BRANO DA LEGGERE >>
☆ ☆ ☆ ☆

Uno sguardo al passato
La storia dell'opera e dell'attività della Regia Marina in Eritrea e nella
Somalia è strettamente collegata alla storia della nostra penetrazione nel
continente africano. Subito dopo la costituzione del Regno d'Italia e non
appena l'apertura del Canale di Suez permise più rapide comunicazioni fra il
Mediterraneo e l'Oriente, le nostre navi da guerra furono inviate sulle
coste del Mar Rosso e poi. più tardi, dell'Oceano Indiano, a mostrarvi la
nostra bandiera e a studiare e a preparare le vie della nostra espansione
coloniale.
L'opera di queste navi che infaticabili, incuranti delle difficoltà, degli
ostacoli e dei disagi d'ogni genere, tessevano giorno per giorno la trama
sottile e pur così resistente e ardita di un'altissima opera di civiltà, è
ancor oggi poco conosciuta. Forse una spiegabile ragione si può trovare
nelle circostanze stesse in cui le navi agivano e cioè in regioni lontane,
prive di mezzi di comunicazioni con il consorzio civile.
«Bisogna pensare che specialmente quando non esisteva la radiotelegrafia.
gli ordini alle navi dislocate in Mar Rosso erano impartiti con telegrammi
appoggiati ad Aden e, per quelle operanti in Benadir, a Mombasa o Zanzibar.
Per recarsi a telegrafare, la nave doveva spostarsi dal luogo dove
stazionava percorrendo a volte centinaia e centinaia di miglia. E poiché
d'altra parte si trattava quasi sempre di questioni delicate che non
potevano essere immediatamente divulgate, si comprende come l'attività della
Marina restasse ignorata dal pubblico e venisse poi consacrata agli archivi.

☆ ☆ ☆ ☆

OBIETTIVO >> Riscrivi il tratto del brano sulla Regia Marina compreso tra "gli ordini alle" e "consacrata agli archivi.", sostituendo "telegrammi" con "dispacci".

☆ ☆ ☆ ☆

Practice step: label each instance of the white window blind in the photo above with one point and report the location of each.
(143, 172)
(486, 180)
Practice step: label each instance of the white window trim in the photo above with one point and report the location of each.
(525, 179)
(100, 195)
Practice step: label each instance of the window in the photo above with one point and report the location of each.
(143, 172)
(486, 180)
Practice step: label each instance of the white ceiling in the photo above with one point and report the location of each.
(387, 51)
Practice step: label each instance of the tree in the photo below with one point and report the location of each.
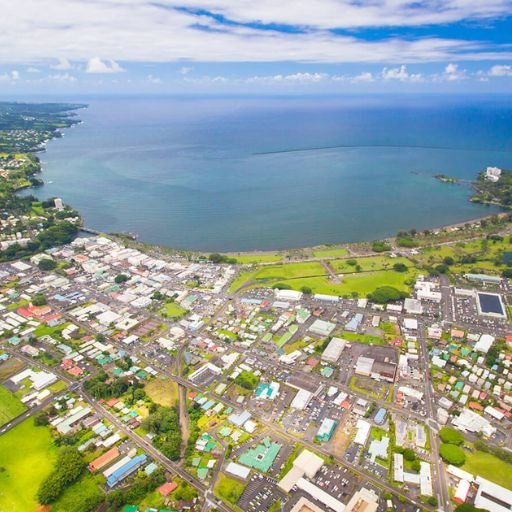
(121, 278)
(47, 264)
(452, 454)
(451, 436)
(379, 246)
(39, 300)
(247, 380)
(385, 294)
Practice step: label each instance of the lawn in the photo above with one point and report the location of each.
(330, 252)
(367, 339)
(162, 391)
(228, 488)
(10, 367)
(27, 455)
(267, 257)
(490, 467)
(368, 264)
(76, 495)
(10, 406)
(173, 310)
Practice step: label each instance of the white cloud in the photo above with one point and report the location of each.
(500, 70)
(96, 65)
(144, 31)
(401, 74)
(154, 80)
(363, 77)
(62, 77)
(453, 73)
(62, 64)
(12, 76)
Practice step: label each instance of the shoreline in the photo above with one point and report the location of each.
(134, 238)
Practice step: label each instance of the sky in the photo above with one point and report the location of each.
(255, 46)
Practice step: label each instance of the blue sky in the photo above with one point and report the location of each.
(248, 46)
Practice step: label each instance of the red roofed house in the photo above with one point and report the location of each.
(167, 488)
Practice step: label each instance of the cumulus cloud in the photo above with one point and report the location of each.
(364, 77)
(154, 80)
(62, 64)
(452, 73)
(62, 77)
(500, 70)
(143, 31)
(97, 65)
(401, 74)
(13, 76)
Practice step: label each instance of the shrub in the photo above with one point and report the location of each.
(452, 454)
(451, 436)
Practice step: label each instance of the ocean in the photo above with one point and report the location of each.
(238, 174)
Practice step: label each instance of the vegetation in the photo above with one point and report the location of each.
(385, 294)
(452, 454)
(136, 493)
(229, 489)
(27, 457)
(68, 469)
(165, 424)
(47, 264)
(247, 380)
(10, 406)
(379, 246)
(451, 436)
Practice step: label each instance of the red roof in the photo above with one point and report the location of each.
(167, 488)
(104, 459)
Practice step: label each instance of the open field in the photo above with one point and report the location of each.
(10, 367)
(27, 455)
(330, 252)
(228, 488)
(10, 406)
(172, 310)
(77, 494)
(267, 257)
(368, 264)
(490, 467)
(162, 391)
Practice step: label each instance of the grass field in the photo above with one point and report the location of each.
(10, 367)
(27, 455)
(162, 391)
(10, 406)
(330, 252)
(75, 495)
(173, 310)
(258, 258)
(228, 488)
(367, 339)
(490, 467)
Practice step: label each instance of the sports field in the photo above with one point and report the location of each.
(27, 455)
(10, 406)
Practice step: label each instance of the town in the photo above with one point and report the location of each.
(372, 376)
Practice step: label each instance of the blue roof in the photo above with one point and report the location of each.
(126, 470)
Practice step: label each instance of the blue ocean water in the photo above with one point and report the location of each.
(233, 174)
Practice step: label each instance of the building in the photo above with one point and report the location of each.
(326, 430)
(333, 351)
(306, 464)
(492, 497)
(322, 328)
(363, 500)
(493, 174)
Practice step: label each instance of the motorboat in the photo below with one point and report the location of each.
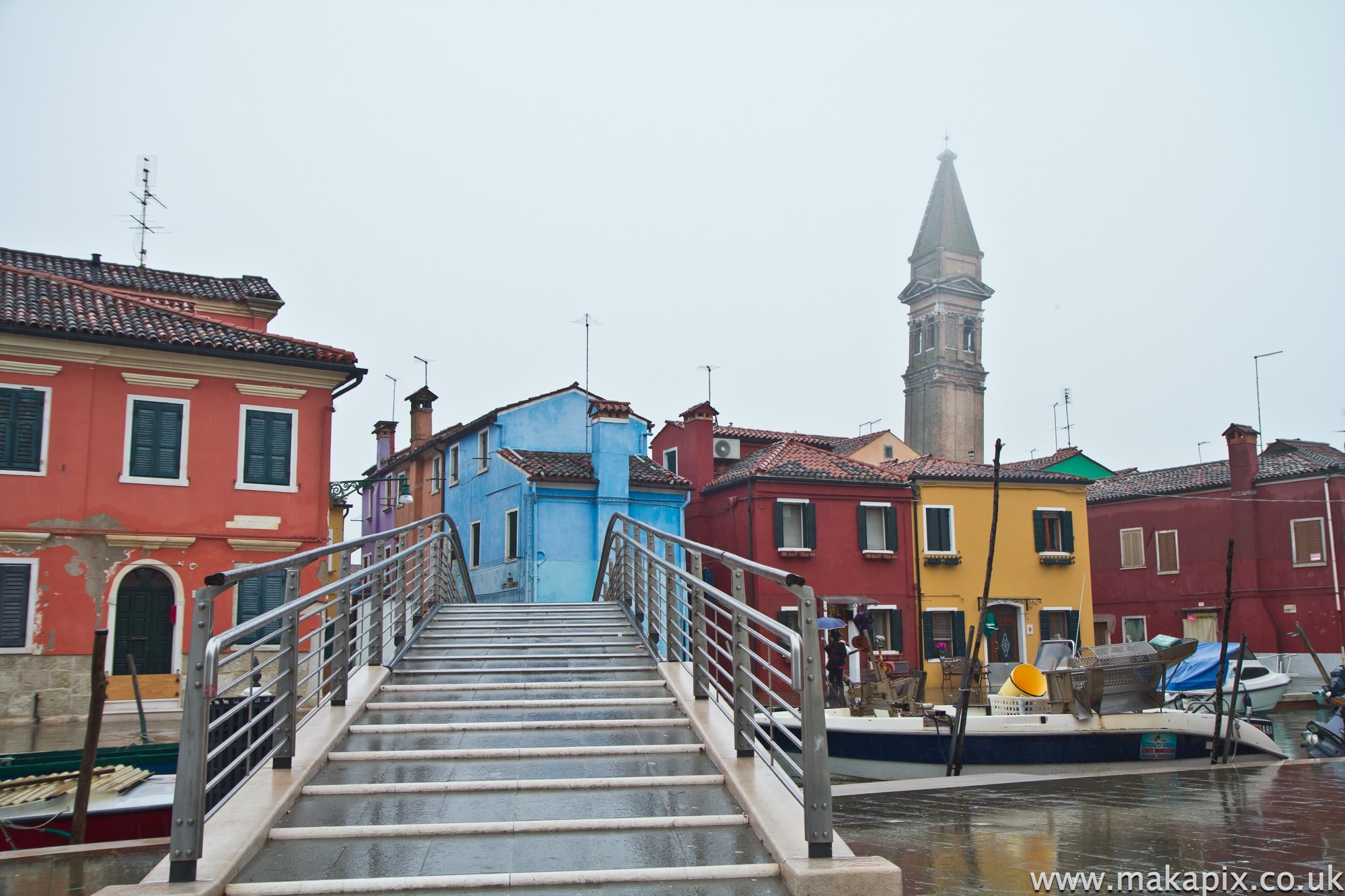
(1194, 680)
(1100, 710)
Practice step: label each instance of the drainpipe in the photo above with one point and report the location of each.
(1336, 584)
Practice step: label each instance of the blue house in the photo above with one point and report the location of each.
(533, 486)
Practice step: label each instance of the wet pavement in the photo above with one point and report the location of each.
(1282, 818)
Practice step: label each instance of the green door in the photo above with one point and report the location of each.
(145, 623)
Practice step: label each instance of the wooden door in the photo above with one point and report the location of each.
(145, 623)
(1004, 642)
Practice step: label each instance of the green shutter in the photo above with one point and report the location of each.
(14, 604)
(960, 634)
(927, 628)
(267, 448)
(21, 428)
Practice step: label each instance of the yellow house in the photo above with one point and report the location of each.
(1039, 588)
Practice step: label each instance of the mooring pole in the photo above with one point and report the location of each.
(98, 694)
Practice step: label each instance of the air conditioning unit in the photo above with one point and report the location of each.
(728, 448)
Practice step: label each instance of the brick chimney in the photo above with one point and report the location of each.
(385, 432)
(423, 415)
(696, 458)
(1242, 458)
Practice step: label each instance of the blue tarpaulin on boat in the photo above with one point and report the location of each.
(1199, 670)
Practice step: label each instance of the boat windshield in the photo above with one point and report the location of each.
(1054, 654)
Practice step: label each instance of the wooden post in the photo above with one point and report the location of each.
(98, 694)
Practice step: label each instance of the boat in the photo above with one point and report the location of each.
(1194, 680)
(1100, 710)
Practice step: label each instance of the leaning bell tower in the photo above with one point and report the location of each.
(946, 384)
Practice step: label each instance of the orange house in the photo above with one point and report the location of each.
(151, 432)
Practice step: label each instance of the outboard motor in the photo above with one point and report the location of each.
(1327, 740)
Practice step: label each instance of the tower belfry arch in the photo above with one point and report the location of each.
(945, 380)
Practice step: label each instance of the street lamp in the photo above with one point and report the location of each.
(1257, 362)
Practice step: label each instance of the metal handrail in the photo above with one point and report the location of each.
(734, 651)
(361, 618)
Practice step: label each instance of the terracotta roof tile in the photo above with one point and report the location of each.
(802, 462)
(46, 303)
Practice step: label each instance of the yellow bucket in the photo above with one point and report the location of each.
(1024, 681)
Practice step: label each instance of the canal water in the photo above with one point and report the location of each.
(1288, 818)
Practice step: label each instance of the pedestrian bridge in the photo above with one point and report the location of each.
(388, 733)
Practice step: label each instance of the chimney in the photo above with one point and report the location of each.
(423, 415)
(1242, 458)
(385, 431)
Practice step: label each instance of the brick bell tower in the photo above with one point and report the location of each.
(946, 384)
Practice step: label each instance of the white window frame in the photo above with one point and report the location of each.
(1144, 560)
(182, 460)
(1159, 555)
(1293, 541)
(886, 549)
(46, 431)
(804, 536)
(953, 530)
(1144, 619)
(243, 450)
(33, 599)
(518, 534)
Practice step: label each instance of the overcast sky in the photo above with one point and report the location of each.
(1157, 189)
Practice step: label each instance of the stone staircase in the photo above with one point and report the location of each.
(517, 745)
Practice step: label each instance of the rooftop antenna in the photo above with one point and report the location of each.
(1261, 442)
(709, 386)
(427, 368)
(1070, 435)
(147, 174)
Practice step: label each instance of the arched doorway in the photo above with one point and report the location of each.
(145, 623)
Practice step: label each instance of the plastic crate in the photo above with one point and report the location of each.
(1019, 705)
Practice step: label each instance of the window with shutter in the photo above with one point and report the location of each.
(1308, 542)
(15, 585)
(22, 420)
(1132, 548)
(256, 596)
(268, 440)
(154, 448)
(1168, 560)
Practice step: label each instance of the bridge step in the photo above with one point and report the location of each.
(513, 879)
(513, 786)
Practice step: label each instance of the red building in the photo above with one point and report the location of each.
(805, 505)
(1160, 544)
(151, 432)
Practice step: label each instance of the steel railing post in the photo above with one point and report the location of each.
(341, 643)
(287, 693)
(817, 776)
(189, 798)
(700, 650)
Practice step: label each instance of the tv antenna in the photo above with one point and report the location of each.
(395, 396)
(147, 174)
(427, 362)
(709, 391)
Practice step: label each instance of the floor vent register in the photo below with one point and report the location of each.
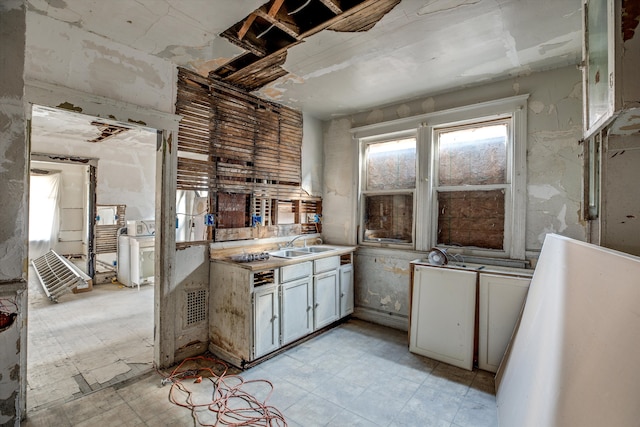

☆ ☆ ☆ ☆

SOLUZIONE >>
gli ordini alle navi dislocate in Mar Rosso erano impartiti con dispacci
appoggiati ad Aden e, per quelle operanti in Benadir, a Mombasa o Zanzibar.
Per recarsi a telegrafare, la nave doveva spostarsi dal luogo dove
stazionava percorrendo a volte centinaia e centinaia di miglia. E poiché
d'altra parte si trattava quasi sempre di questioni delicate che non
potevano essere immediatamente divulgate, si comprende come l'attività della
Marina restasse ignorata dal pubblico e venisse poi consacrata agli archivi.